* _Task prompt_
Set down each entry exactly as given; pictures should not appear in the copy.
--- Begin ---
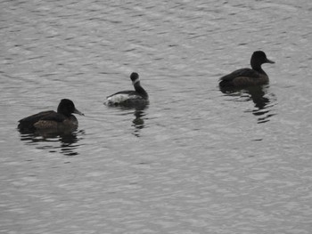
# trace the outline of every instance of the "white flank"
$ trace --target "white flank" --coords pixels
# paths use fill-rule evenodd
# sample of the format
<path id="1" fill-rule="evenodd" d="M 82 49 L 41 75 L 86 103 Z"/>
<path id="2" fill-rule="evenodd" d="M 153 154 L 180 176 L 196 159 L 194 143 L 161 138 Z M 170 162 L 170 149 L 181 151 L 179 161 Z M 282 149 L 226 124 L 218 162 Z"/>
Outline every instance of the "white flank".
<path id="1" fill-rule="evenodd" d="M 123 102 L 127 100 L 128 100 L 129 98 L 131 98 L 131 96 L 129 96 L 128 94 L 116 94 L 116 95 L 112 95 L 111 97 L 108 97 L 104 102 L 105 105 L 116 105 L 119 104 L 120 102 Z"/>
--- End ---
* _Complete response_
# trace the outline of every instance of the "white flank"
$ trace --target "white flank" --coords pixels
# paths use fill-rule evenodd
# sample of the format
<path id="1" fill-rule="evenodd" d="M 82 49 L 41 75 L 86 103 Z"/>
<path id="2" fill-rule="evenodd" d="M 153 154 L 180 176 L 196 159 L 194 143 L 161 138 Z M 170 162 L 170 149 L 181 151 L 179 161 Z M 282 149 L 226 124 L 218 162 Z"/>
Outline every instance of the "white flank".
<path id="1" fill-rule="evenodd" d="M 123 102 L 127 100 L 128 100 L 129 98 L 131 98 L 131 96 L 129 96 L 128 94 L 116 94 L 116 95 L 112 95 L 111 97 L 108 97 L 104 102 L 105 105 L 116 105 L 119 104 L 120 102 Z"/>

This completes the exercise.